Given text »
____________

Heritage Region - 'The Denouement' 

Readers will recall the September visit to Wellington by Mayor Glenn Leach, accompanied as it turns out by unelected EDC Chair Brent Page, and Strategic Relations Manager Peter Wishart, who wrote the meeting notes on which this and the next two posts are based. They are quoted verbatim – no changes whatsoever, obtained legally, and no corrections provided. They can therefore be accepted as correct and fully reflective of what took place over the four meetings.

These were with the Minister of Conservation, Maggie Barry; the Tourism Association Chief Executive, Chris Roberts;  the Minister for treaty Negotiations – Chris Finlayson; and the acting Deputy Director of Conservation Carl McGuinness. Scott Simpson accompanied the party for each of these meetings.

Here is the report on the first of these with Maggie Barry.

“Meeting with the Minister of Conservation, Maggie Barry (Beehive, Thursday 17th September) In attendance: Minister Maggie Barry Mayor Glenn Leach, Brent Page (Chair, TCDC Economic Development Committee) Scott Simpson MP for Coromandel Department of Conservation staff: Carl McGuinness, Andrew?, Debbie? 

Mayor Glenn briefed the meeting on the outcome of the Council meeting of 23 September in regard to the Heritage Region concept for the Coromandel Peninsula noting that he did not want DoC to be dragged into the issue but he was seeking high-level contact with the Department.

The Minister acknowledged that the "starting gun" has gone off and noted the Landmarks Project (entities which tell our story) relating to nationally, regionally and locally significant buildings and precincts (including cycleways, walkways and war memorials) and the opportunity that is presented for TCDC to nominate key sites on the Peninsula. She also indicated that the IUCN classification should be parked. (hence the subsequent decision by Council to slelve it!)

Carl McG queried if the Heritage Region concept was the best vehicle to achieve the outcome sought.

Glenn noted the importance of the Heritage Region concept in the wider context of economic development for the Coromandel which extended beyond tourism and, as an example, included agriculture (dairying) and the production and branding of high value foodstuffs and services, and rural experiences that immediately spoke to the market and consumers of "the Coromandel".

The Minister then raised the recreational fishing component of the the Heritage Region proposal and suggested putting the issue of marine protected areas aside given the often contentious nature of implementing these at a local level.

She then referenced the Captain Cook Sestercentennial (250) year anniversary and associated events noting that Sir Michael Fay was the patron of the Mercury Bay Sestercentennial initiative. She opined that international interest would be very high.

A general discussion ensued noting in particular the opportunities offered by the Sestercentennial for the Coromandel such as the observation of the transit of Mercury and the first friendly encounter with tangata whenua (Ngati Hei) in Mercury Bay and Cook's jolly- boat excursion up the Waihou River. The educational opportunities on offer were highlighted.

The Minister then discussed Glenn's possible membership on a national organising committee noting that Mayor Meng Foon would be representing the Gisborne District Council and the Te Ha commemoration. Glenn's appointment was supported by Scott Simpson. Substantial funding is available (-$25 million?) to support the Sestercentennial celebrations. Te Ha have already made a bid and it is the Minister's expectation that the Mercury Bay Committee will soon do likewise.

____________

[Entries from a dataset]
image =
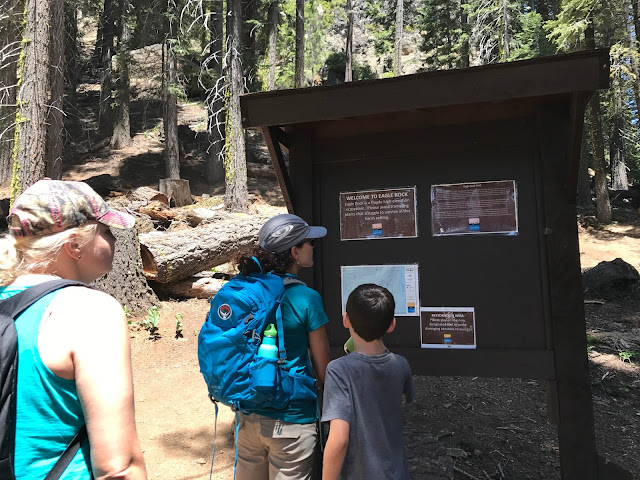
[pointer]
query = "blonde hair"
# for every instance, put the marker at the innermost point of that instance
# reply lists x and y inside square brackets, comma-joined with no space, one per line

____________

Problems to work on »
• A. Reproduce the section of the Heritage Region meeting notes that opens with the words containing "She then referenced" and closes with "be very high.", swapping "patron" for "sponsor".
• B. Pick up the Heritage Region meeting notes after their final sentence and carry them forward.

The answers »
• A.
She then referenced the Captain Cook Sestercentennial (250) year anniversary and associated events noting that Sir Michael Fay was the sponsor of the Mercury Bay Sestercentennial initiative. She opined that international interest would be very high.

• B.
Debby noted that DoC was trying to get the Marlborough Sestercentennial Committee up to speed on a par with the Te Ha organising committee.

The Minister indicated that Gemma White and Debby were to be the Department's points of contact for TCDC.

Mayor Glenn then complimented the Department on its involvement with the Cathedral Cove project and the Coromandel Great Walks. Discussion then focused on some of the detail around the parking and access issues associated with Cathedral Cove.

The Minister and Mayor then concluded the meeting with closing comments voicing a joint intention to work collaboratively on the projects discussed.”

The notes are really self-explanatory and reflect what we already knew about the Minister’s reaction to the Adam’s proposal, and its transition into a 'lead balloon.'

What is interesting is the invitation to join the Sestercentennial Organising Committee – particularly in view of Leach having already indicated his intention to step down at the end of this term. How could he possibly continue in the Committee role after October? – surely the new Mayor would take over the role. That is what you might think, but it is unlikely that he would relinquish this opportunity if he could possibly avoid it, and since it is a Ministerial appointment, he could probably retain the position (with Simpson’s support!) into the new (and subsequent!) terms.

Leach’s particular interest lies in his chairmanship of the proposed Coromandel Walkway Trust that is being proposed to take over the oversight of the development of the entire walkway network of which he has been the principle proponent. The $25m slush fund for the Sestercentennial is of course the major attraction, and he will be determined to get a slice of that for the extension of the tracks around the Peninsula by attaching them in any way he can to the 2018 celebration.

Don’t imagine for one moment that Mr Leach intends riding off into the sunset after October – no siree! He intends to be around directing touristee things for some time to come, regardless of who replaces him across Mackay St.

More later!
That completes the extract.